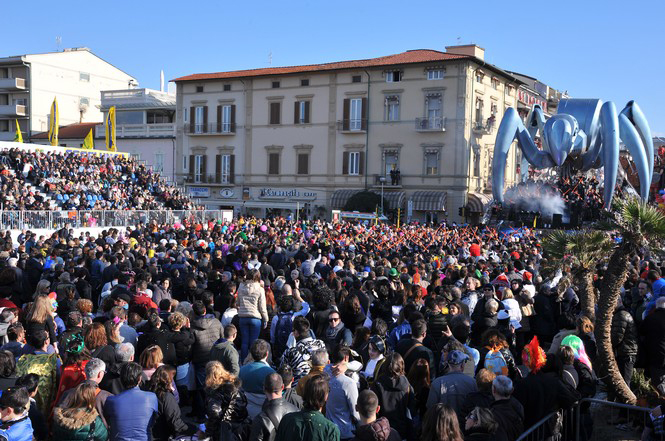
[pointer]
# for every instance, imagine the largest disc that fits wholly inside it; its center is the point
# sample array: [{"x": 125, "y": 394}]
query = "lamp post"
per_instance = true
[{"x": 382, "y": 179}]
#####
ASSIGNMENT ->
Quote the material in full and exactly; do not carry over its pictures.

WRITTEN REPLY ->
[pointer]
# for every instance, imagine the largest disc that fits wholly inside it; its center is the point
# sample array: [{"x": 125, "y": 394}]
query = "lamp post"
per_instance = true
[{"x": 382, "y": 179}]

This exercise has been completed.